* **EXERCISE MATERIAL**:

..............................

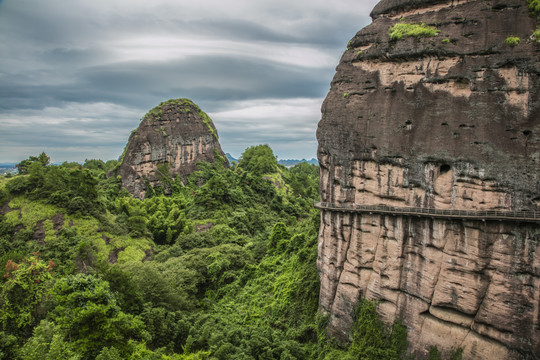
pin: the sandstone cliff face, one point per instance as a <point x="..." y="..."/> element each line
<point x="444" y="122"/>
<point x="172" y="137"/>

..............................

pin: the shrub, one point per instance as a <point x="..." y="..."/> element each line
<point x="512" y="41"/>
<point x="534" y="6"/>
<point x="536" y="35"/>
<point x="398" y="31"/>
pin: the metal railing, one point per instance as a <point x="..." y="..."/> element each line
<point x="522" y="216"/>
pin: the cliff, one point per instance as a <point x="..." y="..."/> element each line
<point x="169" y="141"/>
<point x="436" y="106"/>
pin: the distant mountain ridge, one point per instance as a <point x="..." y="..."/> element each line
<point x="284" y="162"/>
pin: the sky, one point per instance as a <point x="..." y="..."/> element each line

..............................

* **WRITTEN REQUEST**:
Copy out the lines above from the line with "pin: the shrub, one" to the line with "pin: the sky, one", both included, without changing anything.

* **EXPECTED ANSWER**:
pin: the shrub, one point per instance as a <point x="..." y="..."/> element each line
<point x="512" y="41"/>
<point x="534" y="6"/>
<point x="536" y="35"/>
<point x="398" y="31"/>
pin: the metal railing, one point per instance as a <point x="..." y="..."/> element each line
<point x="522" y="216"/>
pin: the cliff, one point per instance as a <point x="..." y="..."/> element each line
<point x="169" y="141"/>
<point x="436" y="106"/>
pin: the distant mountain ridge, one point per instance as a <point x="..." y="..."/> element each line
<point x="284" y="162"/>
pin: the sky, one point per instance as a <point x="..." y="..."/> element each line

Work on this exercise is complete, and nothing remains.